What you are asked to do: Draw out every line with the word "woman" from the listing below.

*** Begin section ***

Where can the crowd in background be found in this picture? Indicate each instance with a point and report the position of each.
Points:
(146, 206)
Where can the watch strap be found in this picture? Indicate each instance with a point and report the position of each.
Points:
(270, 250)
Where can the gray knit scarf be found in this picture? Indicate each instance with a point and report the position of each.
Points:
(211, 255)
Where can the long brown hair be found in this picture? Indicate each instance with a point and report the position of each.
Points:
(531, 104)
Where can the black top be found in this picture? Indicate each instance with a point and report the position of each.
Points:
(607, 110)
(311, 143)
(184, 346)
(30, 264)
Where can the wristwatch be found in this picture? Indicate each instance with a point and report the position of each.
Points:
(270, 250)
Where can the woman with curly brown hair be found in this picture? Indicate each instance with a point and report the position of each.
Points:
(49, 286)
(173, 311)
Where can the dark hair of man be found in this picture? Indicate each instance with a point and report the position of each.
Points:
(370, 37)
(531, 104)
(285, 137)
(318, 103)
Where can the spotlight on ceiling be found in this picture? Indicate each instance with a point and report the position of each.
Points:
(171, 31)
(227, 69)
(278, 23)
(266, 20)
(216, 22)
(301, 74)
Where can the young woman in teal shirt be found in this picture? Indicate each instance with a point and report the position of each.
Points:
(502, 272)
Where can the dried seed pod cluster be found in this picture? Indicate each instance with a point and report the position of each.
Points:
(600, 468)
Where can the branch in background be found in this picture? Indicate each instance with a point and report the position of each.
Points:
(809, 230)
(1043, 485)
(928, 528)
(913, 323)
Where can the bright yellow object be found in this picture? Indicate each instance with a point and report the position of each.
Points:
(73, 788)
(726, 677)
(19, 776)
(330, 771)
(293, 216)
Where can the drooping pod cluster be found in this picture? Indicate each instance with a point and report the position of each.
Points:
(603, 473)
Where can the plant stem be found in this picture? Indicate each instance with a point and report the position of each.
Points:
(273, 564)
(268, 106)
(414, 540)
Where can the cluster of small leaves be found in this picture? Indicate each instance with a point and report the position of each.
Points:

*** End section ***

Answer to this problem:
Where can the woman with curly brown hair be found in this picture? Indicate each instance with a point and report the position of each.
Where can the young woman in teal shirt be found in this picture? Indicate each instance with a point and report the position of each.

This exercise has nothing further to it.